▶ [ASSIGNMENT]:
Retype each entry exactly as written, and keep the pictures out of the copy.

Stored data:
--- START ---

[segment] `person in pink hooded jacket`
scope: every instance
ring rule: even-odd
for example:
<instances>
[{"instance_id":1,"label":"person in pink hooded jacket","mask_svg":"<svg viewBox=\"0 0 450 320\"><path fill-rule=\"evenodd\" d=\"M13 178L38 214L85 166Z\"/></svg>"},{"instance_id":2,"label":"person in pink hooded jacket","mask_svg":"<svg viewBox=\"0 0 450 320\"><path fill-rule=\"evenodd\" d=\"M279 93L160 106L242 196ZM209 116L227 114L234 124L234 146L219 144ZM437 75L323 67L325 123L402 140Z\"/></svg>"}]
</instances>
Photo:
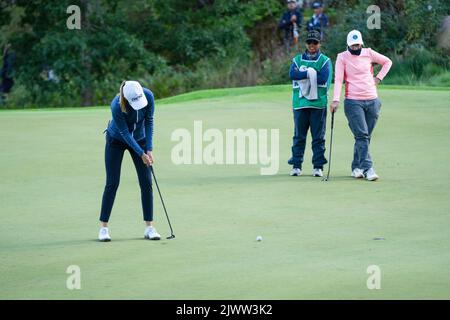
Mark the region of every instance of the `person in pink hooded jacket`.
<instances>
[{"instance_id":1,"label":"person in pink hooded jacket","mask_svg":"<svg viewBox=\"0 0 450 320\"><path fill-rule=\"evenodd\" d=\"M338 109L342 82L345 81L344 111L355 137L352 176L375 181L378 175L373 168L369 144L381 110L377 85L389 72L392 61L375 50L363 48L362 35L357 30L348 33L347 45L347 50L337 56L330 112ZM382 65L376 76L373 64Z\"/></svg>"}]
</instances>

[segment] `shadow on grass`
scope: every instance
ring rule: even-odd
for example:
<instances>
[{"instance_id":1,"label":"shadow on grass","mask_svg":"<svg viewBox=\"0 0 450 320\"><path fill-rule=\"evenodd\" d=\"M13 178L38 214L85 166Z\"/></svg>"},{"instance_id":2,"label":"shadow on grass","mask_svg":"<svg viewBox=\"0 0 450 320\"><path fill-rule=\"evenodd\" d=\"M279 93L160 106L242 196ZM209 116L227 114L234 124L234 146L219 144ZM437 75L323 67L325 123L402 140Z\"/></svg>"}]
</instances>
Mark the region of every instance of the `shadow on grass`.
<instances>
[{"instance_id":1,"label":"shadow on grass","mask_svg":"<svg viewBox=\"0 0 450 320\"><path fill-rule=\"evenodd\" d=\"M197 176L196 183L202 185L203 183L208 184L245 184L249 181L251 182L346 182L346 181L354 181L355 179L350 176L330 176L328 181L323 181L321 177L313 177L311 175L303 175L300 177L291 177L288 174L276 174L276 175L225 175L225 176ZM192 184L192 181L190 181Z\"/></svg>"},{"instance_id":2,"label":"shadow on grass","mask_svg":"<svg viewBox=\"0 0 450 320\"><path fill-rule=\"evenodd\" d=\"M97 239L88 240L88 242L97 242L97 243L105 243L105 244L108 244L111 242L130 242L130 241L141 241L141 242L147 241L147 242L156 243L156 244L158 244L158 243L166 244L169 241L169 239L166 239L165 237L161 237L161 240L148 240L148 239L145 239L144 237L141 237L141 238L114 238L108 242L102 242Z\"/></svg>"},{"instance_id":3,"label":"shadow on grass","mask_svg":"<svg viewBox=\"0 0 450 320\"><path fill-rule=\"evenodd\" d=\"M108 243L126 243L126 242L131 242L131 241L147 241L150 243L155 243L155 244L167 244L167 242L170 242L169 239L166 239L165 237L161 238L161 240L148 240L148 239L144 239L144 237L142 238L114 238L112 239L112 241L110 242L101 242L98 239L94 239L94 238L90 238L90 239L77 239L77 240L67 240L67 241L52 241L52 242L41 242L41 243L19 243L19 244L15 244L15 245L11 245L11 246L5 246L3 247L3 249L7 249L7 250L20 250L20 249L25 249L25 250L29 250L29 249L52 249L52 248L60 248L60 247L74 247L74 246L83 246L86 244L93 244L93 243L98 243L98 244L103 244L103 245L108 245Z\"/></svg>"}]
</instances>

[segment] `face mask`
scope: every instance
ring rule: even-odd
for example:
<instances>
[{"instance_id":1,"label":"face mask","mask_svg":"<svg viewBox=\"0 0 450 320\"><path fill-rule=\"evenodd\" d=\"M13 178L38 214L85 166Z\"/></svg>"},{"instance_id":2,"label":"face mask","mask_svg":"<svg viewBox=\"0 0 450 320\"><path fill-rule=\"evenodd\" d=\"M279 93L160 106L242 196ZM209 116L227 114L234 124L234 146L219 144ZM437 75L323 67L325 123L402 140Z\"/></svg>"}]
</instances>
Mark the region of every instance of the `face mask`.
<instances>
[{"instance_id":1,"label":"face mask","mask_svg":"<svg viewBox=\"0 0 450 320\"><path fill-rule=\"evenodd\" d=\"M305 53L308 59L313 59L317 57L317 55L319 54L319 50L317 50L315 53L310 53L308 50L306 50Z\"/></svg>"},{"instance_id":2,"label":"face mask","mask_svg":"<svg viewBox=\"0 0 450 320\"><path fill-rule=\"evenodd\" d=\"M347 48L348 48L348 51L350 51L350 53L355 56L359 56L361 54L362 47L359 48L358 50L352 50L352 48L350 48L350 47L347 47Z\"/></svg>"}]
</instances>

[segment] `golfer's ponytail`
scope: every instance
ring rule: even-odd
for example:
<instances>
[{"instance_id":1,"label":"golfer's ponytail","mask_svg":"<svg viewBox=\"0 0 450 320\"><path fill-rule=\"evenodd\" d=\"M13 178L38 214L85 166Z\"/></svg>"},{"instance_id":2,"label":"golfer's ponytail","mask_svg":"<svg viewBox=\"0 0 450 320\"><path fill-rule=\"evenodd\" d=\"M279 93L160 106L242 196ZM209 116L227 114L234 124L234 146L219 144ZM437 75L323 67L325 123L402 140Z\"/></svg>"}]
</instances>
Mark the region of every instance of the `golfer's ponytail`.
<instances>
[{"instance_id":1,"label":"golfer's ponytail","mask_svg":"<svg viewBox=\"0 0 450 320\"><path fill-rule=\"evenodd\" d=\"M125 82L126 81L123 81L122 84L120 85L120 93L119 93L120 109L122 109L123 113L127 113L127 100L123 95L123 86L125 85Z\"/></svg>"}]
</instances>

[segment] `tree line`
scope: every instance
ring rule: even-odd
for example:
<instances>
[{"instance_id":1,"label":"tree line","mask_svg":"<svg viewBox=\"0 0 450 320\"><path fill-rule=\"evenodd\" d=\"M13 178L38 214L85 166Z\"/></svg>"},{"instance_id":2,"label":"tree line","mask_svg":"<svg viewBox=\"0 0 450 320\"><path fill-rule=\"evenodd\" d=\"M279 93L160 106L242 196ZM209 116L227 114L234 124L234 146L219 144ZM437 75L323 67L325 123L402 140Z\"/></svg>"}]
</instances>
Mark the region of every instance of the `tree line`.
<instances>
[{"instance_id":1,"label":"tree line","mask_svg":"<svg viewBox=\"0 0 450 320\"><path fill-rule=\"evenodd\" d=\"M372 2L382 12L381 31L366 27ZM80 29L67 28L70 5L80 8ZM288 83L292 57L277 30L285 9L281 0L4 0L0 45L9 46L14 85L1 107L109 104L123 79L140 81L157 98ZM391 81L441 77L439 84L450 85L448 52L437 37L448 1L325 1L325 10L330 57L345 50L356 28L368 46L394 58Z\"/></svg>"}]
</instances>

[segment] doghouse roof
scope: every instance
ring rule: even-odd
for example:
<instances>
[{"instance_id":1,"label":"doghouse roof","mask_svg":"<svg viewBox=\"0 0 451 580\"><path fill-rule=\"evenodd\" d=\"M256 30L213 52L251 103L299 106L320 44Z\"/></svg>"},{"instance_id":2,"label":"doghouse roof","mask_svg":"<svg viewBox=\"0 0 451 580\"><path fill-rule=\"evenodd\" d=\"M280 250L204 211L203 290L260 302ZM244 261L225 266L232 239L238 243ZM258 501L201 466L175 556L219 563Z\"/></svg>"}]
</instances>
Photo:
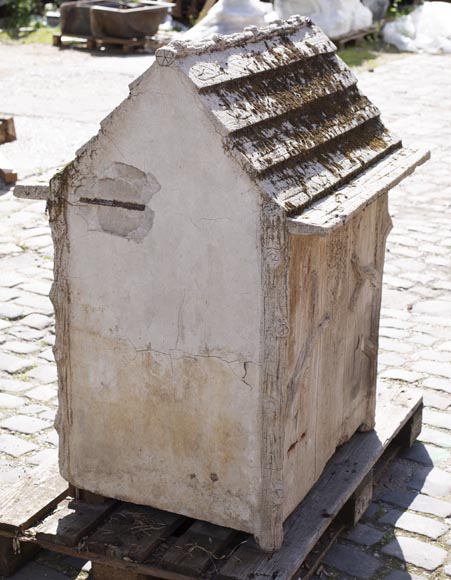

--- END ---

▶ [RESULT BELOW]:
[segment] `person in pink hooded jacket`
scope: every instance
ring rule: even-odd
for example:
<instances>
[{"instance_id":1,"label":"person in pink hooded jacket","mask_svg":"<svg viewBox=\"0 0 450 320\"><path fill-rule=\"evenodd\" d=\"M13 178L38 214L85 166Z\"/></svg>"},{"instance_id":2,"label":"person in pink hooded jacket","mask_svg":"<svg viewBox=\"0 0 450 320\"><path fill-rule=\"evenodd\" d=\"M279 93L160 106L242 196ZM209 116L227 114L234 124L234 146L219 144ZM437 75L323 67L325 123L402 140Z\"/></svg>"}]
</instances>
Photo:
Mark the region of every instance of the `person in pink hooded jacket`.
<instances>
[{"instance_id":1,"label":"person in pink hooded jacket","mask_svg":"<svg viewBox=\"0 0 450 320\"><path fill-rule=\"evenodd\" d=\"M338 109L342 82L345 81L344 111L355 137L352 176L375 181L378 175L373 168L369 144L381 110L377 85L389 72L392 61L375 50L363 48L362 35L357 30L348 33L347 45L347 50L337 56L330 112ZM382 65L376 76L373 64Z\"/></svg>"}]
</instances>

[segment] `shadow on grass`
scope: every instance
ring rule: even-odd
for example:
<instances>
[{"instance_id":1,"label":"shadow on grass","mask_svg":"<svg viewBox=\"0 0 450 320\"><path fill-rule=\"evenodd\" d=\"M13 178L38 214L85 166Z\"/></svg>"},{"instance_id":2,"label":"shadow on grass","mask_svg":"<svg viewBox=\"0 0 450 320\"><path fill-rule=\"evenodd\" d=\"M279 93L160 106L242 196ZM209 116L227 114L234 124L234 146L219 144ZM437 75L323 67L325 123L402 140Z\"/></svg>"}]
</instances>
Mark the region of every instance of the `shadow on grass`.
<instances>
[{"instance_id":1,"label":"shadow on grass","mask_svg":"<svg viewBox=\"0 0 450 320\"><path fill-rule=\"evenodd\" d=\"M197 176L196 183L202 185L203 183L208 184L245 184L249 181L251 182L346 182L346 181L354 181L355 179L350 176L330 176L328 181L323 181L321 177L313 177L311 175L303 175L300 177L291 177L288 174L276 174L276 175L225 175L225 176ZM192 184L192 181L190 181Z\"/></svg>"},{"instance_id":2,"label":"shadow on grass","mask_svg":"<svg viewBox=\"0 0 450 320\"><path fill-rule=\"evenodd\" d=\"M97 239L88 240L88 242L97 242L97 243L105 243L105 244L108 244L111 242L130 242L130 241L141 241L141 242L147 241L147 242L156 243L156 244L158 244L158 243L166 244L169 241L169 239L166 239L165 237L161 237L161 240L148 240L148 239L145 239L144 237L141 237L141 238L114 238L108 242L102 242Z\"/></svg>"},{"instance_id":3,"label":"shadow on grass","mask_svg":"<svg viewBox=\"0 0 450 320\"><path fill-rule=\"evenodd\" d=\"M108 243L126 243L126 242L131 242L131 241L147 241L150 243L155 243L155 244L167 244L167 242L170 242L169 239L166 239L165 237L161 238L161 240L148 240L148 239L144 239L144 237L142 238L114 238L112 239L112 241L110 242L101 242L98 239L94 239L94 238L90 238L90 239L77 239L77 240L67 240L67 241L52 241L52 242L41 242L41 243L19 243L19 244L15 244L15 245L11 245L11 246L5 246L3 247L3 249L7 249L7 250L20 250L20 249L25 249L25 250L29 250L29 249L52 249L52 248L60 248L60 247L74 247L74 246L83 246L86 244L93 244L93 243L98 243L98 244L103 244L103 245L108 245Z\"/></svg>"}]
</instances>

[segment] `face mask`
scope: every instance
ring rule: even-odd
for example:
<instances>
[{"instance_id":1,"label":"face mask","mask_svg":"<svg viewBox=\"0 0 450 320\"><path fill-rule=\"evenodd\" d=\"M13 178L38 214L85 166Z\"/></svg>"},{"instance_id":2,"label":"face mask","mask_svg":"<svg viewBox=\"0 0 450 320\"><path fill-rule=\"evenodd\" d=\"M279 93L160 106L242 196ZM209 116L227 114L234 124L234 146L219 144ZM437 75L323 67L325 123L402 140Z\"/></svg>"}]
</instances>
Mark the region of every instance of the `face mask`.
<instances>
[{"instance_id":1,"label":"face mask","mask_svg":"<svg viewBox=\"0 0 450 320\"><path fill-rule=\"evenodd\" d=\"M305 53L308 59L313 59L317 57L317 55L319 54L319 50L317 50L315 53L310 53L308 50L306 50Z\"/></svg>"},{"instance_id":2,"label":"face mask","mask_svg":"<svg viewBox=\"0 0 450 320\"><path fill-rule=\"evenodd\" d=\"M347 48L348 48L348 51L350 51L350 53L355 56L359 56L361 54L362 47L359 48L358 50L352 50L352 48L350 48L350 47L347 47Z\"/></svg>"}]
</instances>

[segment] `golfer's ponytail`
scope: every instance
ring rule: even-odd
for example:
<instances>
[{"instance_id":1,"label":"golfer's ponytail","mask_svg":"<svg viewBox=\"0 0 450 320\"><path fill-rule=\"evenodd\" d=\"M13 178L38 214L85 166Z\"/></svg>"},{"instance_id":2,"label":"golfer's ponytail","mask_svg":"<svg viewBox=\"0 0 450 320\"><path fill-rule=\"evenodd\" d=\"M279 93L160 106L242 196ZM209 116L227 114L234 124L234 146L219 144ZM437 75L323 67L325 123L402 140Z\"/></svg>"}]
</instances>
Mark the region of every instance of the `golfer's ponytail`.
<instances>
[{"instance_id":1,"label":"golfer's ponytail","mask_svg":"<svg viewBox=\"0 0 450 320\"><path fill-rule=\"evenodd\" d=\"M125 82L126 81L123 81L122 84L120 85L120 93L119 93L120 109L122 109L123 113L127 113L127 100L123 95L123 86L125 85Z\"/></svg>"}]
</instances>

[segment] `tree line`
scope: every instance
ring rule: even-odd
for example:
<instances>
[{"instance_id":1,"label":"tree line","mask_svg":"<svg viewBox=\"0 0 450 320\"><path fill-rule=\"evenodd\" d=\"M13 178L38 214L85 166Z\"/></svg>"},{"instance_id":2,"label":"tree line","mask_svg":"<svg viewBox=\"0 0 450 320\"><path fill-rule=\"evenodd\" d=\"M279 93L160 106L242 196ZM209 116L227 114L234 124L234 146L219 144ZM437 75L323 67L325 123L402 140Z\"/></svg>"}]
</instances>
Mark the region of every instance of the `tree line`.
<instances>
[{"instance_id":1,"label":"tree line","mask_svg":"<svg viewBox=\"0 0 450 320\"><path fill-rule=\"evenodd\" d=\"M372 2L382 12L381 31L366 27ZM80 29L67 28L70 5L80 8ZM288 83L292 57L277 30L285 9L281 0L4 0L0 45L9 46L14 85L1 107L109 104L123 79L140 81L157 98ZM391 81L441 77L439 84L450 85L448 52L437 37L448 1L325 1L325 10L330 57L345 50L356 28L368 46L394 58Z\"/></svg>"}]
</instances>

[segment] doghouse roof
scope: every instance
ring rule: even-odd
for example:
<instances>
[{"instance_id":1,"label":"doghouse roof","mask_svg":"<svg viewBox=\"0 0 451 580\"><path fill-rule=\"evenodd\" d=\"M256 30L213 52L251 103L299 106L320 44Z\"/></svg>"},{"instance_id":2,"label":"doghouse roof","mask_svg":"<svg viewBox=\"0 0 451 580\"><path fill-rule=\"evenodd\" d=\"M280 250L204 211L203 290L260 302ZM244 261L225 266L232 239L238 243ZM258 501L201 466L175 556L219 563Z\"/></svg>"}]
</instances>
Photo:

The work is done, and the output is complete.